» **Supplied passage**:
And that is a problem for John Gannon, the former Deputy Director for Intelligence at the CIA, who questioned the panel of experts at the BPC. "The technology is proliferating," said Gannon.

"Ultimately, we're going to be threatened by this technology ourselves if we do not develop international law about the use of this technology. After all, we are a country [based on] the rule of law."

America's targeted killing program using drones raises "profound legal and moral" questions, said Hina Shamsi, director of the American Civil Liberties Union's (ACLU) National Security Project. "And what we know is deeply troubling. The use of lethal force is permissible under international law against a specific concrete imminent threat."

But the imminent threat standard and other standards, such as the viability of capturing a suspected terrorist, are not being applied, said Shamsi.

"We have to be concerned about the precedent we are setting for the rest of the world to follow," said Shamsi. "Whatever standard we are claiming to use today we have to accept that other countries and non-state actors are going to cite back to us tomorrow."

That's exactly what worries Thomas Kean, the former co-chair of the 9/11 Commission who now serves as the co-chair of the BPC Homeland Security Project. "I worry very much that as this technology spreads ... does it mean that other countries have a right to target [people they are at war with] here in the US.?" Keane said.

Obama's Guantanamo

The indefinite detention of terrorist suspects and other enemy combatants at Guantanamo Bay, Cuba, without due process of law will likely forever tarnish the presidency of George W. Bush.

But as the world fully expected President Barack Obama to end the practice of indefinite detention and to close the detention facilities at Guantanamo, it also expected the new administration to end the policy of targeted killings. Instead, Obama has not only embraced the policy, but has increased the use of drone strikes.

» **Data rows**:
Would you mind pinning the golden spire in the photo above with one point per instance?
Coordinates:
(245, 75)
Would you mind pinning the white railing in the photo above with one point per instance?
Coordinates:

» **Directive 1**: In the passage on drone strikes, rewrite the paragraph beginning "America's targeted killing program using drones" in two sentences or fewer, keeping its main facts.
» **Directive 2**:
Answer these questions from the passage on drone strikes:
(a) What post did John Gannon formerly hold at the CIA?
(b) Which ACLU project does Hina Shamsi direct?
(c) What has Obama done with the use of drone strikes, according to the last paragraph?

» **Full solution 1**: Hina Shamsi, director of the ACLU's National Security Project, said America's drone-based targeted killing program raises "profound legal and moral" questions and that what is known is deeply troubling. She noted that international law permits lethal force only against a specific, concrete, imminent threat.

» **Full solution 2**:
(a) Deputy Director for Intelligence
(b) The National Security Project
(c) He has increased it.